*Task instructions*.
Rescale the listing below: write out every line again, requests included, multiplying each x and y coordinate in the answers by 1.4 and rounding to whole numbers, with halves rounded up. Leave the requests and their sample coordinates unchanged.

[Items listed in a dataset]
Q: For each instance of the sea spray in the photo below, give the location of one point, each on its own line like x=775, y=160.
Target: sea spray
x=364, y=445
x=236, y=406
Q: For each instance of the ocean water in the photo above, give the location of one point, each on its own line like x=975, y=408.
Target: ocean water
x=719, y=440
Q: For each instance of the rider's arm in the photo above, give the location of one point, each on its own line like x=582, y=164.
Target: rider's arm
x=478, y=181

*Written solution*.
Q: For each instance of the sea spray in the photo below, give the location of one point, each on its own line like x=775, y=160.
Target: sea spray
x=510, y=623
x=330, y=568
Q: For each instance of the ocean water in the photo above, give the location of one point, each on its own line like x=975, y=408.
Target: ocean water
x=1007, y=616
Q: For each instance of the rider's arm in the photo above, give the location of one point, each on its own line like x=582, y=164.
Target: rider's arm
x=669, y=253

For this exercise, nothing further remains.